Repeat all of the material exactly as given.
╔══
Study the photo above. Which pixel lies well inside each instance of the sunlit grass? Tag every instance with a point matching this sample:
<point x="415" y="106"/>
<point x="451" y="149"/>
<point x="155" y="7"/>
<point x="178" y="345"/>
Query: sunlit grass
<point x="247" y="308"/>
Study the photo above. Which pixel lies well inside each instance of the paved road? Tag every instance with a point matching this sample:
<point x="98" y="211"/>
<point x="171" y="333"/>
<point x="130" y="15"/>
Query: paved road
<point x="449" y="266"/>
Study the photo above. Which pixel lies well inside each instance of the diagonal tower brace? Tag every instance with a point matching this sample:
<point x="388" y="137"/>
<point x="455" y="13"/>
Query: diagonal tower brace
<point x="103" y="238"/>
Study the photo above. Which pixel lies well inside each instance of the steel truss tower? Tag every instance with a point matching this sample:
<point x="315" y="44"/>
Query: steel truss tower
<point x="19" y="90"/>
╚══
• ANSWER TO THIS TASK:
Study the photo above. Which pixel lies well inside each instance of the sunlit grass? Tag every instance with a point matching this sample:
<point x="415" y="106"/>
<point x="451" y="149"/>
<point x="155" y="7"/>
<point x="178" y="345"/>
Query: sunlit grass
<point x="247" y="308"/>
Study the photo above. Which pixel lies well inside each instance of the paved road? Tag every instance with a point matching this sample:
<point x="98" y="211"/>
<point x="171" y="333"/>
<point x="130" y="15"/>
Query: paved road
<point x="449" y="266"/>
Study the photo above. Which pixel lies well inside each instance of the diagonal tower brace? Tag every instance with a point matching this sample:
<point x="388" y="137"/>
<point x="455" y="13"/>
Query: diagonal tower brace
<point x="103" y="238"/>
Study the photo above. Which pixel lies well inside each instance of the steel truss tower? Tag every instance with a point matching this sample:
<point x="315" y="44"/>
Query: steel truss tower
<point x="19" y="90"/>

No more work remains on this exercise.